> **Aim of the exercise**:
Shift every pixel coordinate listed under "Marked points" by -150 in the part of the listing starting at the line containing "Confirm that each instance of the marsh" and ending at the line containing "pixel 1090 646". Reproduce every line of that part, leaving all other text and numbers unchanged.

> **Stored records**:
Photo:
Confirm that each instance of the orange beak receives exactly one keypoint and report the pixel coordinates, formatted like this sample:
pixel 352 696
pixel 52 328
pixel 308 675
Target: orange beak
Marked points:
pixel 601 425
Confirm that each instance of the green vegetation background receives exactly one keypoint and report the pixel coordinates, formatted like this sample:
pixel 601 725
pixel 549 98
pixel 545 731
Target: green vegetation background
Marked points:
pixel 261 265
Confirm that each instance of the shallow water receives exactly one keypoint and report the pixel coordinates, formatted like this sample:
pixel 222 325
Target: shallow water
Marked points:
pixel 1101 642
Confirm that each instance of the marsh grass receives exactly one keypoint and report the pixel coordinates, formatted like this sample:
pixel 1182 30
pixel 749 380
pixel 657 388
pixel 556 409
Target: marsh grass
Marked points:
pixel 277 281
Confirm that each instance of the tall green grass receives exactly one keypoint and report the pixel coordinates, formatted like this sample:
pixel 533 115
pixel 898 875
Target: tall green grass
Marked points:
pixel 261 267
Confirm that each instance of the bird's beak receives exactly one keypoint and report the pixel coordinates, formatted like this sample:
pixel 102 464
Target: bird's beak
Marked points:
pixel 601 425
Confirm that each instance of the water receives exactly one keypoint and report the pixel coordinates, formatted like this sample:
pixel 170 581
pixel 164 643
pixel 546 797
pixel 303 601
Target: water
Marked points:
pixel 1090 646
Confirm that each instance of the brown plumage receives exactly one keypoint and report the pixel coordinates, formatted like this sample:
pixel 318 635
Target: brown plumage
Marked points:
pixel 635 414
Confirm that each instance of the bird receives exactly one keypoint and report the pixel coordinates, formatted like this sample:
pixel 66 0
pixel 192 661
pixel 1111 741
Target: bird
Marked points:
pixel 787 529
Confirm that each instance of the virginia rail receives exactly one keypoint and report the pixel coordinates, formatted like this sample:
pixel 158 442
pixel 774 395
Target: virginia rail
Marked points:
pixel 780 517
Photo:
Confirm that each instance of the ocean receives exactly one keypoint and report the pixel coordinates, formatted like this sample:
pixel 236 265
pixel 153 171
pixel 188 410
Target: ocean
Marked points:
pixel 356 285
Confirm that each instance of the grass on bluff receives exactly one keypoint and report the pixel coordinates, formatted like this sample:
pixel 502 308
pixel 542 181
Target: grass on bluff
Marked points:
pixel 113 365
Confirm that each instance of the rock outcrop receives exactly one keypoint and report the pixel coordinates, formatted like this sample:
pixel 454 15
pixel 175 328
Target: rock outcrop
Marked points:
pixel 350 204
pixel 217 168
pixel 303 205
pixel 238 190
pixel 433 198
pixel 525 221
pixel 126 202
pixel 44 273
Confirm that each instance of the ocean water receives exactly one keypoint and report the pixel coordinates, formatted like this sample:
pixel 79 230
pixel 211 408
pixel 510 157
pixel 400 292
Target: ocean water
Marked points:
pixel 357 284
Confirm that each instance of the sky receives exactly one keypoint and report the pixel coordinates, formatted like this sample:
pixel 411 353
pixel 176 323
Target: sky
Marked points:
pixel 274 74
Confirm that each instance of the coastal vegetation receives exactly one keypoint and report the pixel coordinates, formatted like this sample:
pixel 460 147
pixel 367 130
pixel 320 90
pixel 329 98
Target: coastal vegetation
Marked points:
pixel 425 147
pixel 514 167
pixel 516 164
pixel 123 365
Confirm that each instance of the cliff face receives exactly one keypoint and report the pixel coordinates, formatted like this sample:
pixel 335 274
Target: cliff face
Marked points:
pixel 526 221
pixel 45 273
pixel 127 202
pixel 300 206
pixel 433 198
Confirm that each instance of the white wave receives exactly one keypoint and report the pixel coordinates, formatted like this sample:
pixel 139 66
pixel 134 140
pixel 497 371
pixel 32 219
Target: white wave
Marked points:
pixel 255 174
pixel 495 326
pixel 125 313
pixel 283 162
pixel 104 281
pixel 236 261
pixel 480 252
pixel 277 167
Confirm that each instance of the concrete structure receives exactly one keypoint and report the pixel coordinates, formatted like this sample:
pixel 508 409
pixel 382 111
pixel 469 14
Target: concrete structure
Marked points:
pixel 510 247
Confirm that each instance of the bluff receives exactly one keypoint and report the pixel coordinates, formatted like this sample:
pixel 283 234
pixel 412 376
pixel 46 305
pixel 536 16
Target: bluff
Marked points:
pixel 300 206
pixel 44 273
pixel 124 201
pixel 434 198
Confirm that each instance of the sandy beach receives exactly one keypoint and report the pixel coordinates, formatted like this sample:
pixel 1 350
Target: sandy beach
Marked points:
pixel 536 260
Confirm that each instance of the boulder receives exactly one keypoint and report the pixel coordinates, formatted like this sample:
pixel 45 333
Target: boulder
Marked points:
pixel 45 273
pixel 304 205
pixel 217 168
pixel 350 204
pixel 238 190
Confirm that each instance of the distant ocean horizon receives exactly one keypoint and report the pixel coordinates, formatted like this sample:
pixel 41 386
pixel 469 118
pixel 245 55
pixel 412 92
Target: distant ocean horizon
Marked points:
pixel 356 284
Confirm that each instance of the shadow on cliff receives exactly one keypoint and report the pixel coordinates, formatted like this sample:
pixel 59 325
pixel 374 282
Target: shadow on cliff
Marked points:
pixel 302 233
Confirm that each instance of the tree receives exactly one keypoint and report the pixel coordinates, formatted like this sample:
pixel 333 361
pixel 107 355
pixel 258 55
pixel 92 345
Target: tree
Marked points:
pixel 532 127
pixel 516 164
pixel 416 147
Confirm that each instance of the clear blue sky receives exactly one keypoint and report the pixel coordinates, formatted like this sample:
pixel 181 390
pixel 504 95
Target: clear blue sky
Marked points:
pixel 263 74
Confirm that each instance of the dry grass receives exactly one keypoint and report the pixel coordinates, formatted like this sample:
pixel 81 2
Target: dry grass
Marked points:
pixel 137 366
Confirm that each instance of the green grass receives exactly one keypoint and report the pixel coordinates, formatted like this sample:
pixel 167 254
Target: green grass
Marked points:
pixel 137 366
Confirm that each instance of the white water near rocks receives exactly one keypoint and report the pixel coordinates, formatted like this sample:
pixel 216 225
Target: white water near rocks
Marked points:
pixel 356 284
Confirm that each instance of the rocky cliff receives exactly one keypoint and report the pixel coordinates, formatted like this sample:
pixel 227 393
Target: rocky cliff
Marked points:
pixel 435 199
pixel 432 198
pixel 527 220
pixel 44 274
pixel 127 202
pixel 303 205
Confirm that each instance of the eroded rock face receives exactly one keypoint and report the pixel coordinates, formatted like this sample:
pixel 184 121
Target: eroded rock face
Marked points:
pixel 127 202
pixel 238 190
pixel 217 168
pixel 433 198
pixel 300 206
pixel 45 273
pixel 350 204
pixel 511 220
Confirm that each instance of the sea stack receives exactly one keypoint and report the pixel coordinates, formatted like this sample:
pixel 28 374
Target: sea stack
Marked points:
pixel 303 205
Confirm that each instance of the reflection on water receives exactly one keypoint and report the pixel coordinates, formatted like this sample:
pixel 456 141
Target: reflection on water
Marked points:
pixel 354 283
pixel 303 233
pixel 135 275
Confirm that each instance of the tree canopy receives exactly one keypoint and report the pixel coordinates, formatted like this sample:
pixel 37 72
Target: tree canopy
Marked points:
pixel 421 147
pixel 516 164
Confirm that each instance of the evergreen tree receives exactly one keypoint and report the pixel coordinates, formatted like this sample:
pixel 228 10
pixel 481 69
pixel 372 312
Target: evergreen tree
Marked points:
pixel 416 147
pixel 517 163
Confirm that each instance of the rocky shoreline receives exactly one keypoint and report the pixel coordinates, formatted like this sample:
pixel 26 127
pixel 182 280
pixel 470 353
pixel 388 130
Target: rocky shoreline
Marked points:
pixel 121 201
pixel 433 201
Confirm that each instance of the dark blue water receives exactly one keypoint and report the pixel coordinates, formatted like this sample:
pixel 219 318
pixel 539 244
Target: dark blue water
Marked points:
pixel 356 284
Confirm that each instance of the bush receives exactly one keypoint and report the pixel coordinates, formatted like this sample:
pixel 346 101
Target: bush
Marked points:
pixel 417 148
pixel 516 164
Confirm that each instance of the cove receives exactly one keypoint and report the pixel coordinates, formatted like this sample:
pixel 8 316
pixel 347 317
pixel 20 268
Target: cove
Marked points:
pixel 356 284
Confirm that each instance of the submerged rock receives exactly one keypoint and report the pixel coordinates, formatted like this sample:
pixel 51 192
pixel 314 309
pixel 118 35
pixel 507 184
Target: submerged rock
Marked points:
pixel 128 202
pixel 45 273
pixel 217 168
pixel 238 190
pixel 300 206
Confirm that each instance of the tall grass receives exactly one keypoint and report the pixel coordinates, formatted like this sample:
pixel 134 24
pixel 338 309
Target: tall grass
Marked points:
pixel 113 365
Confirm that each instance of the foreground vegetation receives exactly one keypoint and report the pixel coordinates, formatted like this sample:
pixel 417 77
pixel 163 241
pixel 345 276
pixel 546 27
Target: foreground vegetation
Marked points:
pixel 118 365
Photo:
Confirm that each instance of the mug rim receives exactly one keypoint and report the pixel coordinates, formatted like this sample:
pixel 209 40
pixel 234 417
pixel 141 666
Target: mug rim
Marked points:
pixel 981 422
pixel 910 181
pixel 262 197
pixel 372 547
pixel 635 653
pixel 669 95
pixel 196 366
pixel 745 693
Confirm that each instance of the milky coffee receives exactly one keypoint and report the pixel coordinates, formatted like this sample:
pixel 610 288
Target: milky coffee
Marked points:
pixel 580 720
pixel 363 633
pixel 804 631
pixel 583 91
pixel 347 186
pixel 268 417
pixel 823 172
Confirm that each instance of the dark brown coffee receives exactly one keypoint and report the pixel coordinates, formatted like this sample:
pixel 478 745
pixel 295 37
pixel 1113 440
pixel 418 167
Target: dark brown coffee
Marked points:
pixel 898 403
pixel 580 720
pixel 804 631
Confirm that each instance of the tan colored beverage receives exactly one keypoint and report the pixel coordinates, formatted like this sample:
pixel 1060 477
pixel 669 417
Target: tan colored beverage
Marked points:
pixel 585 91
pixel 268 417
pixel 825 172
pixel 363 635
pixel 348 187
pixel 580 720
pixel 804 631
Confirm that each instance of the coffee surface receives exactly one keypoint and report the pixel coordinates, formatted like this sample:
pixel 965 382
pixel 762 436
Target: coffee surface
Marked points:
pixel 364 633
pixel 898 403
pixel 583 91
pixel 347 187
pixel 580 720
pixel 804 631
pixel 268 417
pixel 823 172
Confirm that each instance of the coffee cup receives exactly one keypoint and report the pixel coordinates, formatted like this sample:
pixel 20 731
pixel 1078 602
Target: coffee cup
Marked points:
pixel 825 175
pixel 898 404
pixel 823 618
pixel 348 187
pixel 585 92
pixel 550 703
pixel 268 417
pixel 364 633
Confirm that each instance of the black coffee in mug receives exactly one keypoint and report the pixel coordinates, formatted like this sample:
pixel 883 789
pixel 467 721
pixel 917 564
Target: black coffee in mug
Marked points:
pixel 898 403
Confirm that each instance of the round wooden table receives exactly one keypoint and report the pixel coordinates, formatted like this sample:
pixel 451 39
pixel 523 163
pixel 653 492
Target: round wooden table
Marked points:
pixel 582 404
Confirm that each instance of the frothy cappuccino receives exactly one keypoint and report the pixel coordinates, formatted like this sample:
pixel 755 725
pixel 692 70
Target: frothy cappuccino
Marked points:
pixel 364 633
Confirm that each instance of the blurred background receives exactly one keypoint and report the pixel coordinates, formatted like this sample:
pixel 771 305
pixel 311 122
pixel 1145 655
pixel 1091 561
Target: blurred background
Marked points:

> **Answer to the task**:
Confirm that each instance of the marsh grass receives exactly one keypoint and report the pixel coordinates, formatted like this sample:
pixel 1182 30
pixel 749 380
pixel 657 388
pixel 556 409
Target: marsh grass
Marked points:
pixel 127 131
Confirm that each instance of the tall green grass receives exactly one keypoint and report the pixel coordinates, formatted like this sample:
pixel 533 115
pixel 898 875
Target: tall green grass
Marked points:
pixel 111 117
Confirm that each instance of the bird's beak receives exactly one keypoint and report the pixel coordinates, formatted like this sample:
pixel 102 464
Target: bird's beak
Marked points:
pixel 451 275
Confirm that each instance of the water receives exactly one keypoint and report the pixel coordinates, formatted like this sample:
pixel 170 581
pixel 164 643
pixel 546 797
pixel 303 601
Target: water
Marked points:
pixel 940 496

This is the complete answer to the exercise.